What you are asked to do: Write the lines below out exactly, dropping each picture.

>>

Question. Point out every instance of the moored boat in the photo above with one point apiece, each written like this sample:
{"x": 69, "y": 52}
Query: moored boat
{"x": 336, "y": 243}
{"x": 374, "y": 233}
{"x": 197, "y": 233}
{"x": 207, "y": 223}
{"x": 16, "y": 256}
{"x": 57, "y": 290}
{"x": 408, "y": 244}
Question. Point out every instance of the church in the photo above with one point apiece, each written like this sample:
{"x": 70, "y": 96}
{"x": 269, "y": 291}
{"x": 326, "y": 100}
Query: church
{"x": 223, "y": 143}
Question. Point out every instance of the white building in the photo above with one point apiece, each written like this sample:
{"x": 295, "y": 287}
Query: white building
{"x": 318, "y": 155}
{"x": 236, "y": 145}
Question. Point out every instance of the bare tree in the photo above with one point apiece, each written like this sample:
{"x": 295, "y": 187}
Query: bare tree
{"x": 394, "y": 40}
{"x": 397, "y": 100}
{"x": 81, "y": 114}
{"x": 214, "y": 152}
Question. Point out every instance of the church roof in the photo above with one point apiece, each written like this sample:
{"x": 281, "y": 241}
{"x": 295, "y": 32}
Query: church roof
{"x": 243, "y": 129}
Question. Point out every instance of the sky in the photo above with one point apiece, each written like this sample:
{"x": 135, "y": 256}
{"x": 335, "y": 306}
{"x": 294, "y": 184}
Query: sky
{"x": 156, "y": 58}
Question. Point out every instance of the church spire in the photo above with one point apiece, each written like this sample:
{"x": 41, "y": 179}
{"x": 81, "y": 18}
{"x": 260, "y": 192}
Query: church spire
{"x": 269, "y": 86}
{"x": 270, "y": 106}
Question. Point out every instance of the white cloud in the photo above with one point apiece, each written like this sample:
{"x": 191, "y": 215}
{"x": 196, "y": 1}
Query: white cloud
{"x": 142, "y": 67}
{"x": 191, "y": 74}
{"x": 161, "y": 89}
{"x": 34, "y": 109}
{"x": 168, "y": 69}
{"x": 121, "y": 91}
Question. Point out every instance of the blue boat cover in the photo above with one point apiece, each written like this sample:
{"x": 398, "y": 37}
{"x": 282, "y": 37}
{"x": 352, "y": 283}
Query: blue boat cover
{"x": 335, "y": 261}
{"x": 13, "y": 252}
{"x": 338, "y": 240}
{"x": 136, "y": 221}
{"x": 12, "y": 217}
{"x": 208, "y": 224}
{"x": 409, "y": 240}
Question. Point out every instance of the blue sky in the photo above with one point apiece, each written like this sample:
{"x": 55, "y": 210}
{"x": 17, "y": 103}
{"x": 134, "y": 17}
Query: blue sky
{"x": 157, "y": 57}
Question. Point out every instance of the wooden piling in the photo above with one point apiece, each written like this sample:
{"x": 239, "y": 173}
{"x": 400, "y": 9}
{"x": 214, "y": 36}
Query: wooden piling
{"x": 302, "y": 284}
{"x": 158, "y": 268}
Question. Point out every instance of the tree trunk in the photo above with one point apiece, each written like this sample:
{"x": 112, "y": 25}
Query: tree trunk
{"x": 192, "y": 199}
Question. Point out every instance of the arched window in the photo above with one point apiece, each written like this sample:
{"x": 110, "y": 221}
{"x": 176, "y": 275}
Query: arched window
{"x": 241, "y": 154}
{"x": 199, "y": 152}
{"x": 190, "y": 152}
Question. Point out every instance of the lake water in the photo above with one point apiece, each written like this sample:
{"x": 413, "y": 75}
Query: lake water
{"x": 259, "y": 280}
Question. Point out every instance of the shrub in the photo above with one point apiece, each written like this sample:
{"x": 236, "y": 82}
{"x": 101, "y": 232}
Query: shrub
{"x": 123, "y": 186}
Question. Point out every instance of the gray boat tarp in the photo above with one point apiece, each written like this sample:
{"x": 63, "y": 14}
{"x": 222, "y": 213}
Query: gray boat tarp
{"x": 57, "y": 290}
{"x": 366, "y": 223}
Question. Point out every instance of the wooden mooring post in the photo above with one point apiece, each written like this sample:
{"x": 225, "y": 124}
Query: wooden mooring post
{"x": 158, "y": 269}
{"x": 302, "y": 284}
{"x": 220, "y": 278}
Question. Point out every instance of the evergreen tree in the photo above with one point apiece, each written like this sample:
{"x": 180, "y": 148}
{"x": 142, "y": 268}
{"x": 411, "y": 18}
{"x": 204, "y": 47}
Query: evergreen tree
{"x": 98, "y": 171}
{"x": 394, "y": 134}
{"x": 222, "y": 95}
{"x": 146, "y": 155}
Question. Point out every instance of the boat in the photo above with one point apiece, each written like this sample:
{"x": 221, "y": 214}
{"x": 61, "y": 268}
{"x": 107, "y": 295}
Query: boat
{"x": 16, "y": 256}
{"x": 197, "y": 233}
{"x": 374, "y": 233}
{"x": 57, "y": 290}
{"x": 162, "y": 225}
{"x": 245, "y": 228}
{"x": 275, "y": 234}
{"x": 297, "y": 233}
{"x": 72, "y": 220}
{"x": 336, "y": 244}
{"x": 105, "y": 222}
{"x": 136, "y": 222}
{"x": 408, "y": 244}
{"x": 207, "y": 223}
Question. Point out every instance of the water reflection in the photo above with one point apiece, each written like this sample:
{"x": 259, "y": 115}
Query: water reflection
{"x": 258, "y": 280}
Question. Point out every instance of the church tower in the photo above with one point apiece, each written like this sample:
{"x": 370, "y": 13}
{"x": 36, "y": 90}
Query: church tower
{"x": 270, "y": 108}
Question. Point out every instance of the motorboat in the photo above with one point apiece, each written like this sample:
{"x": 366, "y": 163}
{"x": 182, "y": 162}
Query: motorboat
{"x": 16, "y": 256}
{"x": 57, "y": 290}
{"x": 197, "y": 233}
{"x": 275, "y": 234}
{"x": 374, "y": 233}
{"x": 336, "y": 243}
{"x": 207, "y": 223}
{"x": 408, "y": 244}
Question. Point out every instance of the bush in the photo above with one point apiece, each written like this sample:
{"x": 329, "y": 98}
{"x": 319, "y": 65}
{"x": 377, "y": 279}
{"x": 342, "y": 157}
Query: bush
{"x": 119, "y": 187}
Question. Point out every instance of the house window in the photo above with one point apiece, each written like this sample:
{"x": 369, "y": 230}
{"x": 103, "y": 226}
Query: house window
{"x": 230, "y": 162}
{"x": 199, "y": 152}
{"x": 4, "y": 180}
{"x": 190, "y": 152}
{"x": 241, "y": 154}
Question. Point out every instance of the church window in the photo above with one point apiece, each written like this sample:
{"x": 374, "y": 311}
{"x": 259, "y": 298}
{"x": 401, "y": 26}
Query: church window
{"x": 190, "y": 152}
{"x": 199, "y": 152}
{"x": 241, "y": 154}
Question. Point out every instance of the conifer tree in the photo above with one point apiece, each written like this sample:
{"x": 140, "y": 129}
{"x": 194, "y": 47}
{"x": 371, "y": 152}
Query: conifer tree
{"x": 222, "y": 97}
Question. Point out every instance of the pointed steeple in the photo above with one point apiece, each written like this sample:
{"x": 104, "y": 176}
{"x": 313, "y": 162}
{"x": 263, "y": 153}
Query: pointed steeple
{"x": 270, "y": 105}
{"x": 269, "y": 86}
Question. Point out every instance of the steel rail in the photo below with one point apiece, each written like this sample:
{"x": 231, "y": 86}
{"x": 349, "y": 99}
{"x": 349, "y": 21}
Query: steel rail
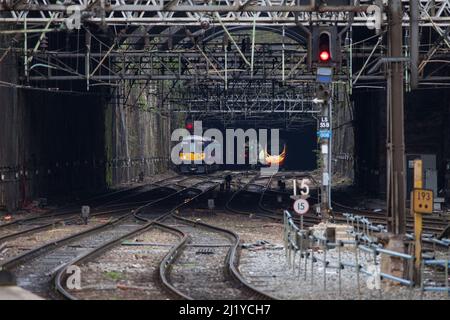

<<

Answer to this problem:
Question. Point out every instance of the moored boat in the photo above with one point apiece, each written like this sample:
{"x": 69, "y": 52}
Query: moored boat
{"x": 336, "y": 243}
{"x": 374, "y": 233}
{"x": 197, "y": 233}
{"x": 207, "y": 223}
{"x": 16, "y": 256}
{"x": 57, "y": 290}
{"x": 408, "y": 244}
Question. Point out every instance of the church in the photo above with one point apiece, each written like this sample:
{"x": 70, "y": 96}
{"x": 269, "y": 291}
{"x": 326, "y": 100}
Query: church
{"x": 223, "y": 143}
Question. Point out every instance of the white building in the photo above with one point apiece, each written like this sample:
{"x": 295, "y": 287}
Query: white building
{"x": 318, "y": 155}
{"x": 236, "y": 145}
Question. Point out every instance of the bare tree in the photo above with one point apiece, each written like this sample:
{"x": 295, "y": 187}
Query: bare tree
{"x": 394, "y": 40}
{"x": 397, "y": 100}
{"x": 81, "y": 114}
{"x": 214, "y": 152}
Question. Point out every instance of the church roof in the photo above with one point apiece, each written like this sample:
{"x": 281, "y": 241}
{"x": 295, "y": 32}
Query: church roof
{"x": 243, "y": 129}
Question. Point out every instance of the sky in the photo above with one point apiece, each written like this sample:
{"x": 135, "y": 256}
{"x": 335, "y": 306}
{"x": 294, "y": 184}
Query: sky
{"x": 156, "y": 58}
Question. Point out every instance of the church spire in the photo above with one point apiece, each written like this sample:
{"x": 41, "y": 179}
{"x": 81, "y": 18}
{"x": 260, "y": 192}
Query: church spire
{"x": 269, "y": 86}
{"x": 270, "y": 106}
Question. Point out every instance of the white cloud in the photo above with one point apiece, each written like this sample:
{"x": 191, "y": 215}
{"x": 196, "y": 1}
Query: white cloud
{"x": 142, "y": 67}
{"x": 191, "y": 74}
{"x": 161, "y": 89}
{"x": 34, "y": 109}
{"x": 168, "y": 69}
{"x": 121, "y": 91}
Question. Point out every instance of the blue boat cover in the photo above with one point apiece, each written like this sample:
{"x": 398, "y": 37}
{"x": 282, "y": 37}
{"x": 352, "y": 283}
Query: blue boat cover
{"x": 335, "y": 261}
{"x": 13, "y": 252}
{"x": 338, "y": 240}
{"x": 136, "y": 221}
{"x": 12, "y": 217}
{"x": 208, "y": 224}
{"x": 409, "y": 240}
Question. Point out every instance of the blue sky in the photo above with one point apiece, each written like this sample:
{"x": 55, "y": 210}
{"x": 17, "y": 103}
{"x": 134, "y": 17}
Query: blue sky
{"x": 157, "y": 57}
Question. Point out every instance of the wooden piling in the photo above with one point apiece, each written like this sample:
{"x": 239, "y": 173}
{"x": 400, "y": 9}
{"x": 214, "y": 36}
Query: wooden piling
{"x": 302, "y": 284}
{"x": 158, "y": 268}
Question. Point out every instance of the tree trunk in the photo above with one point apiece, each written like this sample:
{"x": 112, "y": 25}
Query: tree trunk
{"x": 192, "y": 199}
Question. Point out every instance of the arched window in the photo above with one point apiece, each written like this sample:
{"x": 110, "y": 221}
{"x": 176, "y": 275}
Query: arched window
{"x": 241, "y": 154}
{"x": 199, "y": 152}
{"x": 190, "y": 152}
Question. Point out every instance of the lake water in the photo above with one point apiece, each written like this sample:
{"x": 413, "y": 75}
Query: lake water
{"x": 259, "y": 280}
Question. Point out every instance of the shrub in the photo above with one point apiece, each written like this sample:
{"x": 236, "y": 82}
{"x": 101, "y": 232}
Query: shrub
{"x": 123, "y": 186}
Question. Point out every instance of the gray boat tarp in the photo above with one point apiece, each written like this sample:
{"x": 63, "y": 14}
{"x": 222, "y": 213}
Query: gray boat tarp
{"x": 57, "y": 290}
{"x": 366, "y": 223}
Question. Point out every instance of the wooden mooring post in the photo above with one point apiece, each written like this sample:
{"x": 225, "y": 124}
Query: wooden mooring post
{"x": 158, "y": 269}
{"x": 302, "y": 284}
{"x": 220, "y": 278}
Question. Point out every instance of the evergreen tree in the photo above with one point apiece, each written like this sample:
{"x": 180, "y": 148}
{"x": 142, "y": 268}
{"x": 411, "y": 18}
{"x": 204, "y": 47}
Query: evergreen tree
{"x": 98, "y": 171}
{"x": 394, "y": 134}
{"x": 222, "y": 95}
{"x": 146, "y": 155}
Question. Point out every instance of the boat in the photo above with one point apiece, each written like this sample:
{"x": 221, "y": 214}
{"x": 61, "y": 268}
{"x": 107, "y": 295}
Query: boat
{"x": 16, "y": 256}
{"x": 197, "y": 233}
{"x": 374, "y": 233}
{"x": 57, "y": 290}
{"x": 162, "y": 225}
{"x": 245, "y": 228}
{"x": 275, "y": 234}
{"x": 297, "y": 233}
{"x": 72, "y": 220}
{"x": 336, "y": 244}
{"x": 105, "y": 222}
{"x": 136, "y": 222}
{"x": 408, "y": 244}
{"x": 207, "y": 223}
Question. Point out every instance of the water reflection in the photo above with one point apiece, each written like this sample:
{"x": 259, "y": 115}
Query: water reflection
{"x": 258, "y": 280}
Question. Point out every instance of the church tower in the photo above with one point apiece, each written like this sample:
{"x": 370, "y": 13}
{"x": 36, "y": 90}
Query: church tower
{"x": 270, "y": 108}
Question. Point out every instance of the motorboat in the photo above with one point apiece, each written like this sample:
{"x": 366, "y": 163}
{"x": 182, "y": 162}
Query: motorboat
{"x": 16, "y": 256}
{"x": 57, "y": 290}
{"x": 197, "y": 233}
{"x": 275, "y": 234}
{"x": 374, "y": 233}
{"x": 336, "y": 243}
{"x": 207, "y": 223}
{"x": 408, "y": 244}
Question. Point out every instance of the bush in the photo above with one point apiece, each written like this sample:
{"x": 329, "y": 98}
{"x": 319, "y": 65}
{"x": 377, "y": 279}
{"x": 342, "y": 157}
Query: bush
{"x": 119, "y": 187}
Question. Point out every instance of the house window in the photo above with one point apiece, each written like this sample:
{"x": 369, "y": 230}
{"x": 103, "y": 226}
Query: house window
{"x": 230, "y": 162}
{"x": 199, "y": 152}
{"x": 4, "y": 180}
{"x": 190, "y": 152}
{"x": 241, "y": 154}
Question. Point out every instance of the church window in the photo above with one point apiece, each written like this sample:
{"x": 374, "y": 311}
{"x": 259, "y": 298}
{"x": 401, "y": 26}
Query: church window
{"x": 190, "y": 152}
{"x": 199, "y": 152}
{"x": 241, "y": 154}
Question. Point out every instance of the conifer tree in the photo above with one point apiece, each written like this sample:
{"x": 140, "y": 129}
{"x": 194, "y": 47}
{"x": 371, "y": 152}
Query: conifer tree
{"x": 222, "y": 97}
Question. Point out every instance of the pointed steeple in the photo above with one point apiece, each written like this sample:
{"x": 104, "y": 176}
{"x": 313, "y": 162}
{"x": 263, "y": 153}
Query: pointed steeple
{"x": 270, "y": 105}
{"x": 269, "y": 86}
Question. Point out every instance of the steel rail in the photo below with one point apiece, each written like this sample:
{"x": 231, "y": 86}
{"x": 349, "y": 99}
{"x": 349, "y": 21}
Query: steel rail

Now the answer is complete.